POLITICS

David Cameron: 'No Stone Unturned' On Westminster Child Abuse Claims

07/07/2014 12:08 BST | Updated 07/07/2014 12:59 BST
Luke MacGregor/PA Wire
Prime Minister David Cameron during a joint news conference with Nato Secretary General Anders Fogh Rasmussen (not pictured) in Downing Street, central London.

David Cameron has said there will be "no stone unturned" by an independent inquiry into how public institutions handled allegations of child abuse, declaring it was "vital" to find out the truth of what happened and to learn lessons.

Home Secretary Theresa May is expected to announce a broad independent inquiry later today as she makes a statement to MPs about claims of organised child abuse at Westminster in the 1980s.

Conservative peer Lord Brittan has welcomed the probe, but insisted that claims he failed to deal adequately as home secretary with a dossier of information handed to him by campaigning MP Geoffrey Dickens in 1983 were "completely without foundation".

Demands for an inquiry were fuelled over the weekend by Lord Tebbit, a member of Margaret Thatcher's cabinet in the 1980s, who said that there "may well" have been a political cover-up at the time in order to protect "the system".

Speaking during a visit to Halesowen College in the West Midlands, Mr Cameron said: "I am absolutely determined that we are going to get to the bottom of these allegations and we're going to leave no stone unturned to find out the truth about what happened - that is vital.

"It is also vital we learn the lessons right across the board from these things that have gone wrong.

"And it's also important that the police feel that they can go wherever the evidence leads and they can make all the appropriate arrangements to investigate these things properly.

"Those three things need to happen - robust inquiries that get to the truth, police investigations that pursue the guilty and find out what has happened and proper lessons learned so we make sure these things will not happen again. That is what will happen under my Government."

Following a review last year, the Home Office admitted that more than 100 files relating to allegations of child abuse have gone missing over a period of 20 years. They included a dossier, alleging the involvement of public figures in a paedophile ring, handed to then home secretary Leon Brittan by Mr Dickens, who died in 1995.

> **Exercise set**
1/ Based on the news article about the Westminster abuse inquiry, say whether each statement agrees with it. Answer yes or no for each, and quote the words that decide it.
(a) Geoffrey Dickens gave his dossier to the home secretary in 1983.
(b) Cameron made his remarks while visiting a college in London.
(c) The Home Office said fewer than 50 files had gone missing.
2/ According to the news article about the Westminster abuse inquiry, who was expected to announce the inquiry?

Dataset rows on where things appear
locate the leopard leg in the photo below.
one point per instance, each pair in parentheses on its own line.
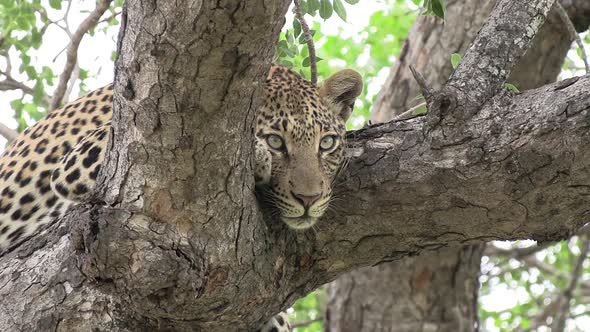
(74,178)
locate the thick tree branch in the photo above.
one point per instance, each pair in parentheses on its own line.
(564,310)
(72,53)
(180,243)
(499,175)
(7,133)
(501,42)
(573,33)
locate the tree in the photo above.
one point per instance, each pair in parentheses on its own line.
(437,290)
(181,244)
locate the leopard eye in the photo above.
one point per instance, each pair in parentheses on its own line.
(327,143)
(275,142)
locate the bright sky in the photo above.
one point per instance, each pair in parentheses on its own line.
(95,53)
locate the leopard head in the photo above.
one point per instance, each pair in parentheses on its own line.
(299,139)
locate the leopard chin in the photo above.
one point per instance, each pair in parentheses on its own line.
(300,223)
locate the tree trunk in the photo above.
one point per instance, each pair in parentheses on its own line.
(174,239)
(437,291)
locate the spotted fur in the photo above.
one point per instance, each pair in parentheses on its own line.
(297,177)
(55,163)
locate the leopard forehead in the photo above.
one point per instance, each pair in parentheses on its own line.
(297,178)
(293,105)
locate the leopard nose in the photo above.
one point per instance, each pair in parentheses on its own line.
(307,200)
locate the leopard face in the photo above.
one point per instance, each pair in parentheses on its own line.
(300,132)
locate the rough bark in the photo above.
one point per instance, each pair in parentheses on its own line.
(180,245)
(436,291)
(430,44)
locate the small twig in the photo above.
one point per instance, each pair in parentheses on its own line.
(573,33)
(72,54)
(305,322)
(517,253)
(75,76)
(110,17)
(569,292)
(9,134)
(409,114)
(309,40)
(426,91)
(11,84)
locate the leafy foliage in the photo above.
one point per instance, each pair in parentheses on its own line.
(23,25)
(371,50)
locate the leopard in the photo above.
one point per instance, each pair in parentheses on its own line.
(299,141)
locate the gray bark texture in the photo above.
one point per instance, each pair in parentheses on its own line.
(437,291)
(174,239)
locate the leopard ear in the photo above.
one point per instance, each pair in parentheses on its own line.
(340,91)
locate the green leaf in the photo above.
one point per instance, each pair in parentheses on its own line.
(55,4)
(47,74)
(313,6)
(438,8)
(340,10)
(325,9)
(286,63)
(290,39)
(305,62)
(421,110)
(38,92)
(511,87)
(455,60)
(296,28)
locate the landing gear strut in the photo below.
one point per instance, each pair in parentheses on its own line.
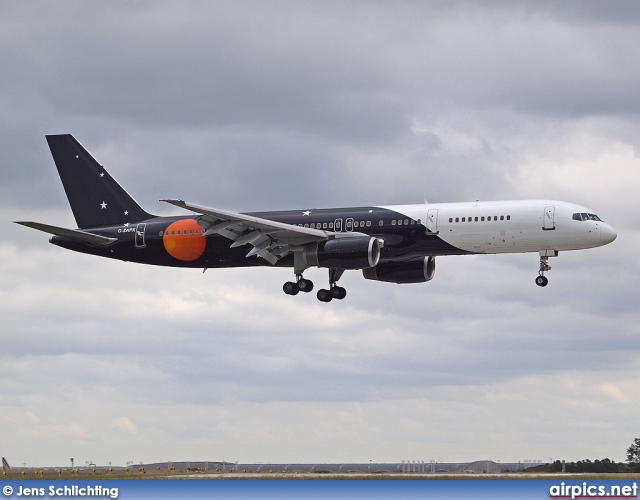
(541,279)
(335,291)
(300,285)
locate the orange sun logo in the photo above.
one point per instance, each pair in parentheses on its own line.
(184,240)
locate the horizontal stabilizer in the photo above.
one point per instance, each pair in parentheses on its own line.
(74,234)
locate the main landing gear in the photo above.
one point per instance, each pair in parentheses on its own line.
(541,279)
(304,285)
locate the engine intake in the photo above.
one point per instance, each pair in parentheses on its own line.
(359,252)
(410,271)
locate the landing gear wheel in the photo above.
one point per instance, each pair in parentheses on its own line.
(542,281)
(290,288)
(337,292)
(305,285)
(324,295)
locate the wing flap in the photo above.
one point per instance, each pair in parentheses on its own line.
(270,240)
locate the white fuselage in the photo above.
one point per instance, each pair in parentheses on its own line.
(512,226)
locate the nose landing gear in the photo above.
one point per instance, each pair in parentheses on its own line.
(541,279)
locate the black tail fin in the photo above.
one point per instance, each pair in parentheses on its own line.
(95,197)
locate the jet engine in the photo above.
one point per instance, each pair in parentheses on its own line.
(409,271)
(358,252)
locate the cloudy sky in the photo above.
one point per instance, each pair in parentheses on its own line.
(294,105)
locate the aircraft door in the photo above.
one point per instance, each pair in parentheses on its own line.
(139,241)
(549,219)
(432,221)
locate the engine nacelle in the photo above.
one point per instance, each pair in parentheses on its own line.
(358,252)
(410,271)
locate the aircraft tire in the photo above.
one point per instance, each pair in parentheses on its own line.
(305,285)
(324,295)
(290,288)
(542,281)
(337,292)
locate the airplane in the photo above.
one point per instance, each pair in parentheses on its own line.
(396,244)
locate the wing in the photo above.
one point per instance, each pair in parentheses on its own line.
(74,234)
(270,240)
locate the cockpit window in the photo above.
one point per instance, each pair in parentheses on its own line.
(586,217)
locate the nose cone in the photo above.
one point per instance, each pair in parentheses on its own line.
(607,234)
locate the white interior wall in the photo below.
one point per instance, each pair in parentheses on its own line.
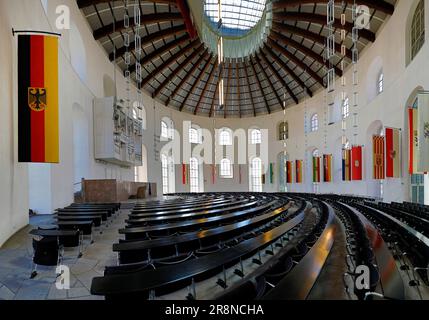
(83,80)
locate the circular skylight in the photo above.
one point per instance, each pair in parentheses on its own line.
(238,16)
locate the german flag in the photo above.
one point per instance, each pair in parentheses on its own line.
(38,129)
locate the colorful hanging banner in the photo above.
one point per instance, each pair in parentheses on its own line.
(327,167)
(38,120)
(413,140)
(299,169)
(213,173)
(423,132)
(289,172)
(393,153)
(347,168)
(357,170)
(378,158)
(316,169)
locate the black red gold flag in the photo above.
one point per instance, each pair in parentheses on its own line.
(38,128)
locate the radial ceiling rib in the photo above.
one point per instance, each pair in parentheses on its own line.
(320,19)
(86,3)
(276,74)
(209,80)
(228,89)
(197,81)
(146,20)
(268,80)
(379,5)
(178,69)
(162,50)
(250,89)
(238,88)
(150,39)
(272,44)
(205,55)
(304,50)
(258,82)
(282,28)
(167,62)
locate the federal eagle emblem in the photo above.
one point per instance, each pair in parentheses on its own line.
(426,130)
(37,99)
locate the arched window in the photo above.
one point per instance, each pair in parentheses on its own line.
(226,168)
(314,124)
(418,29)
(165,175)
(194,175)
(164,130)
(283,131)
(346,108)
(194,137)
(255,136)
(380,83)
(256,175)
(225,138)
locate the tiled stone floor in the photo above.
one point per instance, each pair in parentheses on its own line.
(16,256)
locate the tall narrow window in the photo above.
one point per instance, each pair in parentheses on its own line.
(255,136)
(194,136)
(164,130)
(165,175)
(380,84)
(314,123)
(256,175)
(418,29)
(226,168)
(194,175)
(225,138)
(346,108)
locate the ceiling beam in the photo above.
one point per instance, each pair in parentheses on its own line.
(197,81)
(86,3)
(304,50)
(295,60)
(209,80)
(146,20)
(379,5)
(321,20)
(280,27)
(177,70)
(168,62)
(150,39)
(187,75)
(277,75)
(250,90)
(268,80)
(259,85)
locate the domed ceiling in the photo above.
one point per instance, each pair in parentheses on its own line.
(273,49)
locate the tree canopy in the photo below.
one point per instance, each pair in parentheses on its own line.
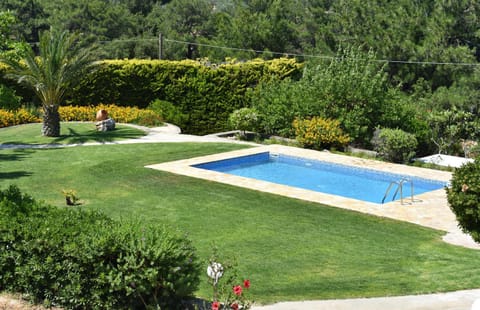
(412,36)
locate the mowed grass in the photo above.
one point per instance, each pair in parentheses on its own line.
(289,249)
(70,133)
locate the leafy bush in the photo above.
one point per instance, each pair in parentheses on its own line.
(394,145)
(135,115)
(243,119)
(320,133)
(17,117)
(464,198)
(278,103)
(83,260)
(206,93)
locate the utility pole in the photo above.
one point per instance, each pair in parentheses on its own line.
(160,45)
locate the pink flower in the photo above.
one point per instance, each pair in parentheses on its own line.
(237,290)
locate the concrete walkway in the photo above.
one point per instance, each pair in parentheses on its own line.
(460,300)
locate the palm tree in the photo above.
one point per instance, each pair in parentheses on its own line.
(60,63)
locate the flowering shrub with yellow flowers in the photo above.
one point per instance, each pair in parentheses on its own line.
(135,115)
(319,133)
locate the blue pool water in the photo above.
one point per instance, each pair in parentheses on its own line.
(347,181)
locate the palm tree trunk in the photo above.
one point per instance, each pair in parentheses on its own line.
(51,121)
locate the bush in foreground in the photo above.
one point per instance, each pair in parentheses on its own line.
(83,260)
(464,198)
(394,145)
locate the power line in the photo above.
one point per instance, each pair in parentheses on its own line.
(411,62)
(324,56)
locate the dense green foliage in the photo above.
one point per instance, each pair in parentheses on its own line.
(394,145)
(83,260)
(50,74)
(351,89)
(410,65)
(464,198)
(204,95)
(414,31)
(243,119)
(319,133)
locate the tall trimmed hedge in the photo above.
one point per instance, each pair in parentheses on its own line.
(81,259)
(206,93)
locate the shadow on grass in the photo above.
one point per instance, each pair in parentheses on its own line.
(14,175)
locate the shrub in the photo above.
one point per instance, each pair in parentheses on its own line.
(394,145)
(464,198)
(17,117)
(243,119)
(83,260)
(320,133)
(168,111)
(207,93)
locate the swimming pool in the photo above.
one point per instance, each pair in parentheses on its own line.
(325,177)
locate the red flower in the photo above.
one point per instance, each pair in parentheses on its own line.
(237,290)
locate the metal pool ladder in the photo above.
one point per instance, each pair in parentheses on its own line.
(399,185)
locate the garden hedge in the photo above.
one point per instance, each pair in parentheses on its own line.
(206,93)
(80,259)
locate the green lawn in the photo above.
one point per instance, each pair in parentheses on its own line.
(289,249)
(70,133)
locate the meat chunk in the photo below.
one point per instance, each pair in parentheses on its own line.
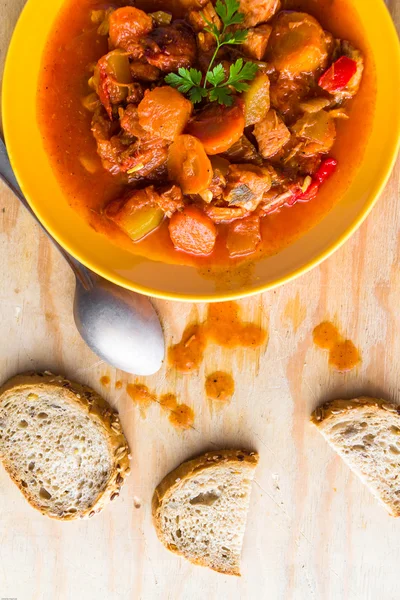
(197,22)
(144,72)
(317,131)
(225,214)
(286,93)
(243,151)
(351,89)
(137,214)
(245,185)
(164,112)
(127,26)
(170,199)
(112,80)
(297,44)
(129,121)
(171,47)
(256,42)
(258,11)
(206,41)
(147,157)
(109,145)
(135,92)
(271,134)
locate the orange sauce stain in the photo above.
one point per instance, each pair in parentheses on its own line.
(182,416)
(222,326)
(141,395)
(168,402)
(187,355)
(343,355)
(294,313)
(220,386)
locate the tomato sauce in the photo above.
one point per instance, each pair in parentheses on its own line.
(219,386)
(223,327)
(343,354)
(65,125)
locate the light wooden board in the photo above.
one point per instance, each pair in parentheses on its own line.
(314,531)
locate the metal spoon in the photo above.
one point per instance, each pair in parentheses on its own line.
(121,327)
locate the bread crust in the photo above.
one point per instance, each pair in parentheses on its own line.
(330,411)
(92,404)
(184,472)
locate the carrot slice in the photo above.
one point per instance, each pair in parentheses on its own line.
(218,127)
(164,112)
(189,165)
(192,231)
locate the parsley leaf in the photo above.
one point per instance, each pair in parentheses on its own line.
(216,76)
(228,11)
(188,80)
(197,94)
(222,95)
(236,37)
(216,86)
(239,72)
...
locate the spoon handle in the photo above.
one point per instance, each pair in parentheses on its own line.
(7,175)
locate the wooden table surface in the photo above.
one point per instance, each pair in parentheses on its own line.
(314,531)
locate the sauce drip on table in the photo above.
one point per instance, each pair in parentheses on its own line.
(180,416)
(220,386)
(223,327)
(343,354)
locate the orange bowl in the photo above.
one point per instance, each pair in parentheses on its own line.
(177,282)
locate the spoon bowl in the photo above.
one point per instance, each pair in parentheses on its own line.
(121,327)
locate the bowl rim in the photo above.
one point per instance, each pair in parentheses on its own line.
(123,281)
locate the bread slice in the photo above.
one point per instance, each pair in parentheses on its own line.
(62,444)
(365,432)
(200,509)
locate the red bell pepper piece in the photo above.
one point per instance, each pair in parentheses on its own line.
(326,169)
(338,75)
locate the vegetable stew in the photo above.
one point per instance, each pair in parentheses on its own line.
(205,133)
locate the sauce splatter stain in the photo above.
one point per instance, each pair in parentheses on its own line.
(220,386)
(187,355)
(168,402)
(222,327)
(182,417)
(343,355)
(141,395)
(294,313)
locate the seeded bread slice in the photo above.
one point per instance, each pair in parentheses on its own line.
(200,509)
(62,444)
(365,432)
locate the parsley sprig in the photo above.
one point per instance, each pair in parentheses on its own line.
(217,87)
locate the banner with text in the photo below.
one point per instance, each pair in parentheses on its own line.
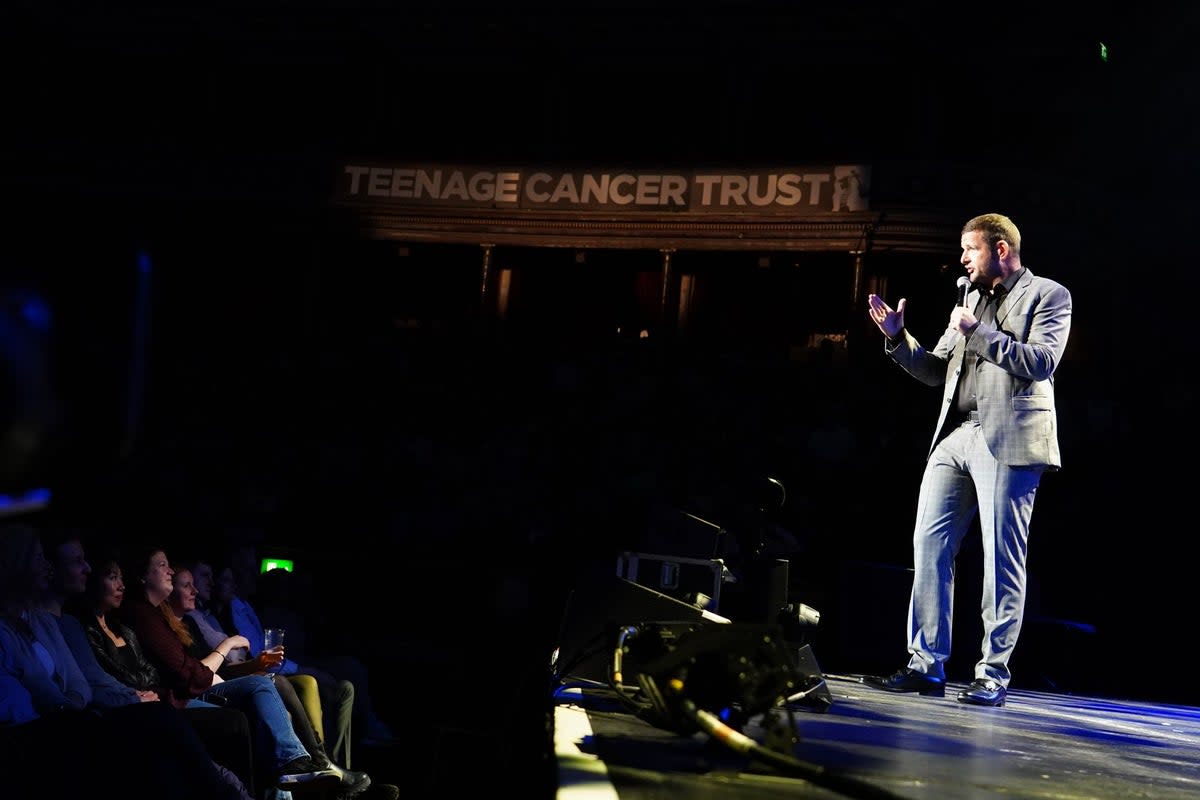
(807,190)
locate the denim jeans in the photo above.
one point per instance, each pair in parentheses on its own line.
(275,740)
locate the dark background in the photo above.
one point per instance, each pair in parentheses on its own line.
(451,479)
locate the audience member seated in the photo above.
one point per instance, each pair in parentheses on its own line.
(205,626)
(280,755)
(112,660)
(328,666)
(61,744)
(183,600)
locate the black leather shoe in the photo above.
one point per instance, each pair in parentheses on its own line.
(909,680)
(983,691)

> **The replies**
1/
(a) Yes: "a dossier of information handed to him by campaigning MP Geoffrey Dickens in 1983"
(b) No: "Speaking during a visit to Halesowen College in the West Midlands"
(c) No: "more than 100 files relating to allegations of child abuse have gone missing over a period of 20 years"

2/ Home Secretary Theresa May